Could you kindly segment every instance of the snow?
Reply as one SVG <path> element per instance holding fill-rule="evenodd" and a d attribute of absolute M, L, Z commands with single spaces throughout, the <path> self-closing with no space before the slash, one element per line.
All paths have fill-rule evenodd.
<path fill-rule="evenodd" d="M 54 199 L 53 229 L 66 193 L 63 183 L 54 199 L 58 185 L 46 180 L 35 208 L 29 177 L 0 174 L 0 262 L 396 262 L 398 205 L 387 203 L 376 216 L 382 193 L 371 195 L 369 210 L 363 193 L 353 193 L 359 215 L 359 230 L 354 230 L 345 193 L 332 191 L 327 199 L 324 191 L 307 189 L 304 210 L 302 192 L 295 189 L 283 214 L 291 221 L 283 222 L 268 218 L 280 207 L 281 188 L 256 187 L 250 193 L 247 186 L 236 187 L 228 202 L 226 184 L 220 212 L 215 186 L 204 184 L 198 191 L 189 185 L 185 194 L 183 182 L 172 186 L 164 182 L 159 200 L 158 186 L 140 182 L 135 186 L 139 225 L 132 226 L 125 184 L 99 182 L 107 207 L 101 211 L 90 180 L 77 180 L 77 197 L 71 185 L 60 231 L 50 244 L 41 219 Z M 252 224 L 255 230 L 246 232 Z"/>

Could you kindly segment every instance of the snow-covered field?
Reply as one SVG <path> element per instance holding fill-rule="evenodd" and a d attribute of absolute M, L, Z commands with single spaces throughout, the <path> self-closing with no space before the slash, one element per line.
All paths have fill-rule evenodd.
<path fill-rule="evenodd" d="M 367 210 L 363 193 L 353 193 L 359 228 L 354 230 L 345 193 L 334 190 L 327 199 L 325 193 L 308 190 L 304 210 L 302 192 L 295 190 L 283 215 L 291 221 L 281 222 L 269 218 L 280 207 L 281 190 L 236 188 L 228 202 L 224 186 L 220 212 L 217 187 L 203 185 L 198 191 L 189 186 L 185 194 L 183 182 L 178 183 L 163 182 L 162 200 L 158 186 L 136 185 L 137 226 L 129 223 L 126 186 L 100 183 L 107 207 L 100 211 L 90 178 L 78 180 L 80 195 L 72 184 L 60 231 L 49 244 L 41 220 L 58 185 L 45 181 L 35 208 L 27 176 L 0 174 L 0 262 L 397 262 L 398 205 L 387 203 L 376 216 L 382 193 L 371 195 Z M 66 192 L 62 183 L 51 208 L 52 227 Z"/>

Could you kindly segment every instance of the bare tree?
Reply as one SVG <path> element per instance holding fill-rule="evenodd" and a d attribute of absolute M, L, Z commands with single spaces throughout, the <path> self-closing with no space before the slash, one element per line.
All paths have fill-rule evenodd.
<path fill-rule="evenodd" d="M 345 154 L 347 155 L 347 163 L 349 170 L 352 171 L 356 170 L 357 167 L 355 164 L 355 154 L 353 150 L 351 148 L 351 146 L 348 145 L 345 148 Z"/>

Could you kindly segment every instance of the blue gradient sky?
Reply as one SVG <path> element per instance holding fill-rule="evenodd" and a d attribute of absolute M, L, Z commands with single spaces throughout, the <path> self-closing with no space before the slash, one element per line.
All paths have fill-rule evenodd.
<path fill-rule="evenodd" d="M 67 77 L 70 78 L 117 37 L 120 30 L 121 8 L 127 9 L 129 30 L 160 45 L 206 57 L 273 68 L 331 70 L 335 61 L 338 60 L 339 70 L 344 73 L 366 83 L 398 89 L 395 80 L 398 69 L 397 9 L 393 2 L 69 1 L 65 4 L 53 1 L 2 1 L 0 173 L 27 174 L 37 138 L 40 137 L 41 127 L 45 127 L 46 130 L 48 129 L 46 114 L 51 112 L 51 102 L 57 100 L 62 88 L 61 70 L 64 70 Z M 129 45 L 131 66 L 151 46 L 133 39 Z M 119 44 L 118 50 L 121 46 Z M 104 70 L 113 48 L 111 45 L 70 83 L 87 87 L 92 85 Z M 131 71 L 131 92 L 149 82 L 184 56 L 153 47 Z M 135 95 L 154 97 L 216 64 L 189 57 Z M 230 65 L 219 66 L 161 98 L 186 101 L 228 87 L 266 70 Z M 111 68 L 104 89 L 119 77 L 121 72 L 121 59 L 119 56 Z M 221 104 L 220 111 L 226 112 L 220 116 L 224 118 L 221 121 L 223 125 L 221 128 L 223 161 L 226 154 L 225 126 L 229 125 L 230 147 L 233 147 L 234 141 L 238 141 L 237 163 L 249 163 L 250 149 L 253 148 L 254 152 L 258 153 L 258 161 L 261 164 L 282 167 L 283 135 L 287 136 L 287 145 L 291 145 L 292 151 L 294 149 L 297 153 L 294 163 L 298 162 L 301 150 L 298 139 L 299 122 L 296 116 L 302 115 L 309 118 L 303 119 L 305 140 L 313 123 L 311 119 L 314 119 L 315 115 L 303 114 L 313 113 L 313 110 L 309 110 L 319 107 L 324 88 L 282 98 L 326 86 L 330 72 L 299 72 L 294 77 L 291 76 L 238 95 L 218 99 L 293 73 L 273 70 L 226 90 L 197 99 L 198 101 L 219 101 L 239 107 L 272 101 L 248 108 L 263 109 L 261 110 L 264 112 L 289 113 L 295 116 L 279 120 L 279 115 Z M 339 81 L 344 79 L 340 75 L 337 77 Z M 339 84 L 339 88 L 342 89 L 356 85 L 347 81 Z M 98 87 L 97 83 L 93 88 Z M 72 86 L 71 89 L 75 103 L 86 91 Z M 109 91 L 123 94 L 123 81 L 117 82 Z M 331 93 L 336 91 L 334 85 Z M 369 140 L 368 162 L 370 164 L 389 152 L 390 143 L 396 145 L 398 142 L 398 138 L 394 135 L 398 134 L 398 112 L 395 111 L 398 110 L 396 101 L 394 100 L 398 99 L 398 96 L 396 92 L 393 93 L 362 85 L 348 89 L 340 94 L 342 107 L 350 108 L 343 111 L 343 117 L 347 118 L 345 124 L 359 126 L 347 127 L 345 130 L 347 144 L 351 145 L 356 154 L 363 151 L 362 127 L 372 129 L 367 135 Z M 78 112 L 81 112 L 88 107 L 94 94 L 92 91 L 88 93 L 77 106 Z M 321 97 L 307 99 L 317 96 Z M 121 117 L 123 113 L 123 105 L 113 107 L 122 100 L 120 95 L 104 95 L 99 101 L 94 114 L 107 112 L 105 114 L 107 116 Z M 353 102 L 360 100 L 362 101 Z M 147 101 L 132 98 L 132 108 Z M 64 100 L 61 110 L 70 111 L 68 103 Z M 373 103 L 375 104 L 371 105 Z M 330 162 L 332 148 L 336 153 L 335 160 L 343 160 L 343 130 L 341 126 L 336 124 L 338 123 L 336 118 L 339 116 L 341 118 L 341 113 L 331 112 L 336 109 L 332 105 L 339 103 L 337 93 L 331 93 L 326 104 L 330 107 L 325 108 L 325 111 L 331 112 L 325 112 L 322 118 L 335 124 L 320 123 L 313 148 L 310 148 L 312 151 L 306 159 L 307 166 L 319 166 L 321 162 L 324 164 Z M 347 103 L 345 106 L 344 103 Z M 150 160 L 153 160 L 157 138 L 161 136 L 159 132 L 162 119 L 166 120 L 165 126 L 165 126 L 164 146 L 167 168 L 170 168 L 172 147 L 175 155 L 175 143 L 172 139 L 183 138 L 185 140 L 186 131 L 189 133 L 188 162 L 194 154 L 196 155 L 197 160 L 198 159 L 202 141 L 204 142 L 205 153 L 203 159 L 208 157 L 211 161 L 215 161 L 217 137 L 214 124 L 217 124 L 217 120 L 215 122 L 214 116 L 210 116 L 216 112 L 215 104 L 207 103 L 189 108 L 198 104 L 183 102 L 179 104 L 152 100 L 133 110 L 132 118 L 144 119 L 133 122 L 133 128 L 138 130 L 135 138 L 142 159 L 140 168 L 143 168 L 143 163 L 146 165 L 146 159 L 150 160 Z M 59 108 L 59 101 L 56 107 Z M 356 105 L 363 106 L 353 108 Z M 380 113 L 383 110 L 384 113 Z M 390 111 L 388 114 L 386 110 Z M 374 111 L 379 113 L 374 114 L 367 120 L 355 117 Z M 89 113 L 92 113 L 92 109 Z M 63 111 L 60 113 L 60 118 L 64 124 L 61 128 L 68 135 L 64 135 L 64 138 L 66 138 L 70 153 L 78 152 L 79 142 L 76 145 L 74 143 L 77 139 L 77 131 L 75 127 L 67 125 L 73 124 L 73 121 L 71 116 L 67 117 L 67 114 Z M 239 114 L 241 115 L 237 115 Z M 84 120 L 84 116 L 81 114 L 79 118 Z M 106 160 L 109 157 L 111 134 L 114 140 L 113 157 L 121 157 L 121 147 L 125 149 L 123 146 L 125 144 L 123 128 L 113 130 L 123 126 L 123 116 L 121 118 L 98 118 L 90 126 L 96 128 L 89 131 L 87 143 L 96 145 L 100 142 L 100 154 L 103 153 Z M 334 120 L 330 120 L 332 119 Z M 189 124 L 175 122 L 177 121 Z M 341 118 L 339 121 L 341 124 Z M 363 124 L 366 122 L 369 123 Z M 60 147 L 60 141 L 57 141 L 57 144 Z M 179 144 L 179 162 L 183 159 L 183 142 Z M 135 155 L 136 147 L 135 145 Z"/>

#### Problem requirements
Print the records verbatim from their first line up to and including the line containing "54 199 L 53".

#### Answer in full
Could you kindly segment every instance of the snow?
Reply as one SVG <path> element per instance holding fill-rule="evenodd" and a d attribute of absolute M, L, Z commands with single spaces throughout, the <path> self-closing with no space before the slash, one element per line.
All paths have fill-rule evenodd.
<path fill-rule="evenodd" d="M 54 199 L 53 229 L 66 193 L 63 183 L 54 199 L 58 185 L 46 180 L 35 208 L 29 177 L 0 174 L 0 262 L 396 262 L 398 205 L 387 203 L 376 216 L 382 193 L 371 195 L 369 210 L 363 193 L 353 193 L 359 215 L 359 230 L 354 230 L 345 193 L 332 191 L 327 199 L 324 191 L 307 189 L 304 210 L 302 192 L 295 189 L 283 214 L 291 221 L 283 222 L 268 218 L 280 207 L 281 188 L 256 187 L 250 193 L 247 186 L 236 187 L 228 202 L 226 184 L 220 212 L 215 186 L 204 184 L 198 191 L 189 185 L 185 194 L 183 182 L 172 186 L 164 182 L 159 200 L 158 186 L 140 182 L 135 186 L 139 225 L 132 226 L 125 184 L 99 182 L 107 207 L 101 211 L 90 180 L 77 180 L 77 197 L 71 185 L 60 231 L 50 244 L 41 219 Z M 252 224 L 255 230 L 246 232 Z"/>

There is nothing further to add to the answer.